Information supplied:

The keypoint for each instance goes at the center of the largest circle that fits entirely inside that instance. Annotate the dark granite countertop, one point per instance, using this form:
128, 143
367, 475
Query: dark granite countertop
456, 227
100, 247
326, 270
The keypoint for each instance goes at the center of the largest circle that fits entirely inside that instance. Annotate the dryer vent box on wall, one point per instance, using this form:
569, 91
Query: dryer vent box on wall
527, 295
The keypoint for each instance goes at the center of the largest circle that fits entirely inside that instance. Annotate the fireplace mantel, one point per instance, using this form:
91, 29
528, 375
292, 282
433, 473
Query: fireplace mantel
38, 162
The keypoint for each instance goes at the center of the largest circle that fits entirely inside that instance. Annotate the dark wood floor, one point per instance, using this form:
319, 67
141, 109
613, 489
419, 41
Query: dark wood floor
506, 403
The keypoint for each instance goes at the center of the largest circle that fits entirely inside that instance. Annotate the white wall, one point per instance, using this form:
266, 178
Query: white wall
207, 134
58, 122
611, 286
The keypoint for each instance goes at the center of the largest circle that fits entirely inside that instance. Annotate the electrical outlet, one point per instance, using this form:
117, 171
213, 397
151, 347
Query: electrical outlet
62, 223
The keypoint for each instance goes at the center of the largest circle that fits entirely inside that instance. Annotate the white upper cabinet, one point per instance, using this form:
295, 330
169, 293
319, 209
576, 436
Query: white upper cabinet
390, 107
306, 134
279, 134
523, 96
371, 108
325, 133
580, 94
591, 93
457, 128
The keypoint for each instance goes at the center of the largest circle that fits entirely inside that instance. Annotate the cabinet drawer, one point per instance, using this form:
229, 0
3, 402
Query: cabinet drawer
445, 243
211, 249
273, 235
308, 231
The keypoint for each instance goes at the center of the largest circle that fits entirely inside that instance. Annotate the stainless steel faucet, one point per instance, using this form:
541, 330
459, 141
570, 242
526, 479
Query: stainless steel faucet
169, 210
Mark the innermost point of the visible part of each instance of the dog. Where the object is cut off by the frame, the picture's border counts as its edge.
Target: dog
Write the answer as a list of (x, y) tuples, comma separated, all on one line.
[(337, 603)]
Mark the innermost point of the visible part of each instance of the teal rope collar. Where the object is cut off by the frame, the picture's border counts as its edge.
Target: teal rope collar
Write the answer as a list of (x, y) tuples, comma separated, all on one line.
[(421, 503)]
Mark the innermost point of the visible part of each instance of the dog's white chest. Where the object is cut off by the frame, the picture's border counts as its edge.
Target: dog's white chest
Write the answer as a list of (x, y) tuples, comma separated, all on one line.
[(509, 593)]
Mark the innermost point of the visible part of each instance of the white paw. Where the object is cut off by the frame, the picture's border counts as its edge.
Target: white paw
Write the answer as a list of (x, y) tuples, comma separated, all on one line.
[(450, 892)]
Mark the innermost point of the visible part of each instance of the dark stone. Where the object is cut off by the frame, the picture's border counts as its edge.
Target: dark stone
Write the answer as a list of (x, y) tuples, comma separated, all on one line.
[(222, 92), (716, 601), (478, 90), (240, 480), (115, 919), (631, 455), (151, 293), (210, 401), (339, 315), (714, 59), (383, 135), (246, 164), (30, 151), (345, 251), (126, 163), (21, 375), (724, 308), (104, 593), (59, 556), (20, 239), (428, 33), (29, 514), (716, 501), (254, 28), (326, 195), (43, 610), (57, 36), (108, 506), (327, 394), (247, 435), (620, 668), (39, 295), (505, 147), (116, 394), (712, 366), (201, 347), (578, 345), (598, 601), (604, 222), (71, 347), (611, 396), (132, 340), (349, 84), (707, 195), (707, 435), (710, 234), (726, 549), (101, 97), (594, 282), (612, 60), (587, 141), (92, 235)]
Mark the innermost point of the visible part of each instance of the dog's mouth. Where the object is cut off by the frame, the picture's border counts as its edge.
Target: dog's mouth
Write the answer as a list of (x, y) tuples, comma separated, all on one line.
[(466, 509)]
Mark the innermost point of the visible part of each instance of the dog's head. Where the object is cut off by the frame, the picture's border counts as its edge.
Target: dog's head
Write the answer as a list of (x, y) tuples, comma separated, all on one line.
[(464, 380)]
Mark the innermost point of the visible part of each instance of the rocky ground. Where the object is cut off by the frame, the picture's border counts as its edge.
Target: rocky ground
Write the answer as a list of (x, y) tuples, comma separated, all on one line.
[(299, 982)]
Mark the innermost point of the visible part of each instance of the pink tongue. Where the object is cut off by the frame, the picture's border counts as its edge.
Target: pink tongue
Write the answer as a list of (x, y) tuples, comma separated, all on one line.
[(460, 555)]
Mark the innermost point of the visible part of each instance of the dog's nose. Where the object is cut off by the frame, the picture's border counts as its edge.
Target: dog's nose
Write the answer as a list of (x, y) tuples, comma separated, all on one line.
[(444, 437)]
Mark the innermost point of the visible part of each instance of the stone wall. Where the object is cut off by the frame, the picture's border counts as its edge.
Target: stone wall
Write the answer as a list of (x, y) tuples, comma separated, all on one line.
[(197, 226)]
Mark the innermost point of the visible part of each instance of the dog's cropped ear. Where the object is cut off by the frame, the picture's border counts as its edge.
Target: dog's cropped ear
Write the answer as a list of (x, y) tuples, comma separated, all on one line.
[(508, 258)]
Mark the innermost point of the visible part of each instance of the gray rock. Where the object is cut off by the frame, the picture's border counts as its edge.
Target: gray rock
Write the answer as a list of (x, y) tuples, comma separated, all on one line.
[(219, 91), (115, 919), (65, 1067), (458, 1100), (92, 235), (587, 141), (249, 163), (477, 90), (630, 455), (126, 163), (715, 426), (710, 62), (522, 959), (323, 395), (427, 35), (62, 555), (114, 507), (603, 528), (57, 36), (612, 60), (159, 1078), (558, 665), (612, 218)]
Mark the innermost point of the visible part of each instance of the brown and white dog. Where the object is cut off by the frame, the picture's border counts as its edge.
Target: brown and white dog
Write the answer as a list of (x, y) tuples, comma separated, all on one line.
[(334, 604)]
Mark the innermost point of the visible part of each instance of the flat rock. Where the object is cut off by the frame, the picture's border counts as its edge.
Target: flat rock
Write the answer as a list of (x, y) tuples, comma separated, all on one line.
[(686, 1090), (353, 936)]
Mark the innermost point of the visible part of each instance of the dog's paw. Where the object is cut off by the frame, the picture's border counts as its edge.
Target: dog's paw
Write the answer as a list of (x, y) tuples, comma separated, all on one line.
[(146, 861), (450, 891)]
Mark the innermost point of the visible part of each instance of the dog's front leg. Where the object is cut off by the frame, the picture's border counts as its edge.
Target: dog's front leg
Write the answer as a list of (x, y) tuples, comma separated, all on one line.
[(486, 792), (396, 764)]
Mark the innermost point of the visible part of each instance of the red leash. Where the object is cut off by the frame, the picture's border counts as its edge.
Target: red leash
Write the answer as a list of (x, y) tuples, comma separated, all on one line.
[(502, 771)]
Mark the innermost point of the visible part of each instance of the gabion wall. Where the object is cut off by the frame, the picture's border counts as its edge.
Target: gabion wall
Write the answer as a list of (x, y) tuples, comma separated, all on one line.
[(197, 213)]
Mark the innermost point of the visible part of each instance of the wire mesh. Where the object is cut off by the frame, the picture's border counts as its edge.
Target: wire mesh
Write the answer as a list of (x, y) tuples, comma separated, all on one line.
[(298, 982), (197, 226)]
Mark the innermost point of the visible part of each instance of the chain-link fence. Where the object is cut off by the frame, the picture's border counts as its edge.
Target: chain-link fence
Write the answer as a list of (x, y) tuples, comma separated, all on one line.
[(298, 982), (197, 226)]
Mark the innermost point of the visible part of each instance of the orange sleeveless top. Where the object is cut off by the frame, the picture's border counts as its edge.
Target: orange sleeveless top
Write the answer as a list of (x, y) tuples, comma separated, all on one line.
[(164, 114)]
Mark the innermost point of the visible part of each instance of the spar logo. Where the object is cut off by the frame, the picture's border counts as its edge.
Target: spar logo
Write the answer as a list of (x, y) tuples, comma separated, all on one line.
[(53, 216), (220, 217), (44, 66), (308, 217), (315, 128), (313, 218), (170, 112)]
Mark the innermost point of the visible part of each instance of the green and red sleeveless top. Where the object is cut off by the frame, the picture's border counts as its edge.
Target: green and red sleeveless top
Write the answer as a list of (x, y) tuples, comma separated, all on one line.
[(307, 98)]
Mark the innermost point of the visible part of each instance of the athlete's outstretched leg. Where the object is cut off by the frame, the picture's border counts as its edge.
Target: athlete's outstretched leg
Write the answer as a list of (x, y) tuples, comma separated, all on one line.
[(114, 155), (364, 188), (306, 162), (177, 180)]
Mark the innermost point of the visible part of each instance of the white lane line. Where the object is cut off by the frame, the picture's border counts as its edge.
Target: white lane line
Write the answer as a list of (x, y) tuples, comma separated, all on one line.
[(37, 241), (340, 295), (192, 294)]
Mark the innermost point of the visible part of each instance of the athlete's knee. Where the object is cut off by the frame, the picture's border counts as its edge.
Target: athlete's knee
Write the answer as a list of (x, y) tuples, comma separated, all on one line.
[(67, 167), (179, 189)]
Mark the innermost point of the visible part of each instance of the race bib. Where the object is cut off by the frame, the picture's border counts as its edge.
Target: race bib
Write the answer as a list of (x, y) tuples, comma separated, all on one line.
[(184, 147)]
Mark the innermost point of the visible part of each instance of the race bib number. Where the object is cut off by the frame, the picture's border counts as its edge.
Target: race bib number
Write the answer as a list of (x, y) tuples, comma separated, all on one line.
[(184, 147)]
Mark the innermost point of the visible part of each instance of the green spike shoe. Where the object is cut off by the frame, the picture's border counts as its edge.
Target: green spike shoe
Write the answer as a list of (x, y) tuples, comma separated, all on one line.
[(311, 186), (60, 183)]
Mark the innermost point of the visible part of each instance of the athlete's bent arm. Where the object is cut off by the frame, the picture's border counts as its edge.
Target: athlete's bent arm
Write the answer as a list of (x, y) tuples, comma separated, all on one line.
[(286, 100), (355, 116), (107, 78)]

Problem to solve: Among the entries above, the lines between the ones containing "Target: green and red sleeveless top" and "the athlete's outstretched", inclusive, are to be transcribed exactly. No other line is to be given.

Response to this exercise:
Target: green and red sleeveless top
Write the answer as a list of (x, y) tuples, comma separated, all on one line.
[(307, 98)]
Mark the innermost point of the visible part of each instance of the athlete's outstretched leg. Where the object is cut off by the frame, the picture's border counts as its edge.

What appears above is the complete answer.